= Work required =
How many lines in the rows below contain the string "water"? Case matters; reply with the number alone.

= Given records =
================

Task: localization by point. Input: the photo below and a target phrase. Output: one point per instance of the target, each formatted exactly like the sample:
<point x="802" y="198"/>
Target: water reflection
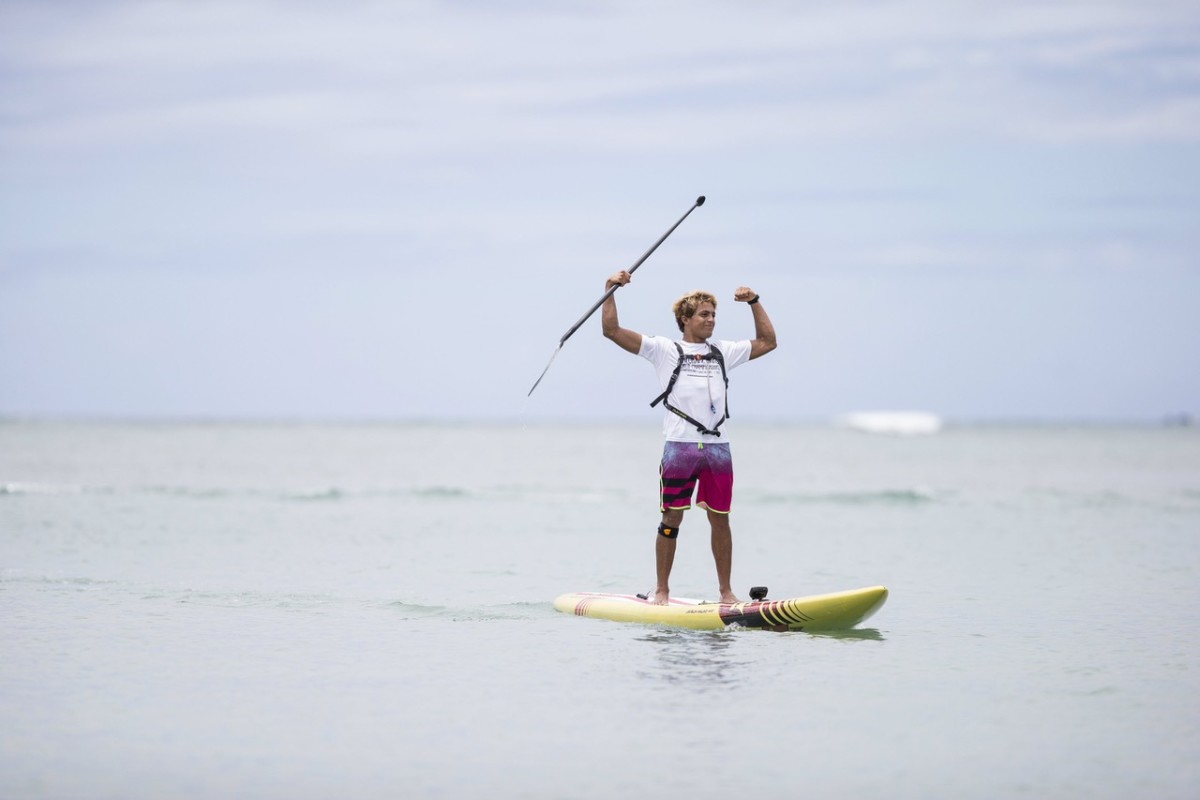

================

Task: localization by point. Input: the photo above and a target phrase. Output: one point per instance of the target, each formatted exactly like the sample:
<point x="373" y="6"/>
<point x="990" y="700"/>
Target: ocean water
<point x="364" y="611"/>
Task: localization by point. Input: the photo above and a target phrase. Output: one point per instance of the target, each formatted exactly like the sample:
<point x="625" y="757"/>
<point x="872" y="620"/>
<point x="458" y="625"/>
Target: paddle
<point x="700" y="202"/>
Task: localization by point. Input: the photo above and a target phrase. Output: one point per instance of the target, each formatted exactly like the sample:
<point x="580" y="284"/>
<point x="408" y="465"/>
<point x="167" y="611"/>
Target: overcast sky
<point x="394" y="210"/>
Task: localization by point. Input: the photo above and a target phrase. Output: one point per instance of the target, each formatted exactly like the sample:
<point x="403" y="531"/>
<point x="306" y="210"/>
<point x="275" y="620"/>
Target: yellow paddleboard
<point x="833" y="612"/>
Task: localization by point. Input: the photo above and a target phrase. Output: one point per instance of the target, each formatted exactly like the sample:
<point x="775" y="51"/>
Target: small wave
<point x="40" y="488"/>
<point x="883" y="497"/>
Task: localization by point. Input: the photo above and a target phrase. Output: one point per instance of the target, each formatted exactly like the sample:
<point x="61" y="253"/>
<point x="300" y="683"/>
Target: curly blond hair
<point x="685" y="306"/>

================

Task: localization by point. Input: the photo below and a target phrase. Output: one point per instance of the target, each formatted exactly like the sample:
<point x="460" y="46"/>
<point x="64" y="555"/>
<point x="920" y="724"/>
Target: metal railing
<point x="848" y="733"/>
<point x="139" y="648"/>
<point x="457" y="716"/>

================

= Solution =
2